If the Bible’s all made up, why has it survived and thrived? Why are there so many Christians today? And it’s not a cultural phenomenon- there are true Bible believing Christians in almost every culture. Why were and are so many people willing to die for Christianity? Why would the authors of the Bible risk everything and subject themselves to constant beatings and finally execution for something contrived? Each author would have to have been exceedingly intelligent to make sure everything they wrote about Jesus lined up with previous writings predicting what he would do. How was the canon committee able to find all these texts that just happened to agree with each other?

Here’s the basis of everything:

We were created for communion with God. In the beginning God created a perfect world where we (humans) had perfect communion with him. And we were to praise him and bring him glory because he is. That is still what we are to do today. We are intended for perfect communion and to give him glory and recognition and praise simply for the reason that he is.

On this globe we perverted that. We decided to do something other than what he would have us do: we chose communion with something other than God. So now perfect communion cannot be achieved until after we die. (This world is but a passing shadow.) This has led to all problems, all confusion, all misgivings, all doubts and all outright denial of God’s existence. Our struggle on Earth is to try and commune with a God on our own merits, which we have found impossible. Jesus then provided the way to do this so that we are now redeemed and found perfect and no longer accused. The experience of perfect communion with God will not be fulfilled, however, until life in this sin-filled world passes.

+++

** WORK INSTRUCTION **
Continue the passage about the Bible and communion with God, starting after its last sentence.

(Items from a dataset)
+++

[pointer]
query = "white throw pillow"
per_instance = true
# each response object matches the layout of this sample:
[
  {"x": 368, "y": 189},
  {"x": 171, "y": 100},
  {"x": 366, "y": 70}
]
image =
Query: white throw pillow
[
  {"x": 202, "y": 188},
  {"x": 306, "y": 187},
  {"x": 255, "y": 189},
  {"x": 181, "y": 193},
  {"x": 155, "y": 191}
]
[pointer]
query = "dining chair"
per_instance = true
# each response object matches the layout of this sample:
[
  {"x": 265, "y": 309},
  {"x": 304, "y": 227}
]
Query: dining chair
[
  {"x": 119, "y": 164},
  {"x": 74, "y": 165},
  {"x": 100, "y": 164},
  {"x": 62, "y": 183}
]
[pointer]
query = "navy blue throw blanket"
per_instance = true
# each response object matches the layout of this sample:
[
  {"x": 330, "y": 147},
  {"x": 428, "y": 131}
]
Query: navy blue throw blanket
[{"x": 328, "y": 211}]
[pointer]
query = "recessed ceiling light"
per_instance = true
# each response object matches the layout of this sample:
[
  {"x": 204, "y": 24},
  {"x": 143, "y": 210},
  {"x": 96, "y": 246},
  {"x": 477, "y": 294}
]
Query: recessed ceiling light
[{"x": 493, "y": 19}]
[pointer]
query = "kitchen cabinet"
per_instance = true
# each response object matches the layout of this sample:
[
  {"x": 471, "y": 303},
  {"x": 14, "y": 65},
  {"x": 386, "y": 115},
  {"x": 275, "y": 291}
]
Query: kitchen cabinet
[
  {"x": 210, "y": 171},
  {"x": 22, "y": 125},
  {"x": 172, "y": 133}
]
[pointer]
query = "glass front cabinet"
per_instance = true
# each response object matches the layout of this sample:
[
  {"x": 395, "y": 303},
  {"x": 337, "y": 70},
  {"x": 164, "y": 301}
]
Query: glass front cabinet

+++

** RESPONSE AREA **
Lord, it is such a struggle! And all a result of my own rebellion and yielding to temptation. Bending, giving in, kowtowing. Hebrews 11:7, 10, 13-16, 26, 38, 40. “God planned something better for us so that only together with us would they be made perfect.”

Pg 104: Dawkins asks, “What’s so special [to Christianity] about believing?” – here Dawkins demonstrates that he does not understand or even know the basics of Christian doctrine. I would hope that anyone considering dismissing Christianity would at least have an intellectual understanding of what it is.

Pg 121: Dawkins keeps pushing natural selection as the cause of life and everything. Natural selection is a fact. It’s observable. But any move from micro- to macro-evolution is faith-based. There is no proof or suggestion or observation that natural selection over thousands and millions of years produces evolution. Don’t confuse those 2 terms.

Also to address “If the world is designed by a creator, then who designed the creator?”: Why does this question need to be asked? If a god designed all that is physical, the physical realm and even time itself, then why are you subjecting him to the rules we observe in the physical realm? It does not “regress to a problem.”

Pg 122: Again, in Dawkins metaphor of evolution being a long gradual climb up a softly sloped mountain, he’s assuming that natural selection = evolution, which it doesn’t.

Pg 123: Your dealing with the smooth gradient of evolutionary change with a wing or an eye is not logical. I quote: “The thought experiment of trees of different height, from which one might fall, is just one way to see, in theory, that there must be a smooth gradient of advantage all the way from 1 percent of a wing to 100 percent.” This is not a sound or scientific statement. There are many things that need to develop for a wing or an eye to be even slightly useful. A human with 25% of the necessary biology for an eye cannot see ¼ as well as a human with a complete eye. Every piece must be in place for the eye to work at all. The human eye will not just be fuzzy without an optic nerve, it will be completely useless. Or substitute 1 of hundreds of biological intricacies found in the eye. It is not a “smooth gradient.” Not to mention the thousands of processes within a body that must develop (“evolve”) simultaneously for any one of them to be useful to the species.

Saying that a human eye is more developed than a flatworm’s eye, thus proving gradients, is an illogical statement as well because you have to compare the eye against that species parent and its parent and its parent, etc. Take 50% (or whatever percentage) out of a human eye and you don’t get a flatworm eye.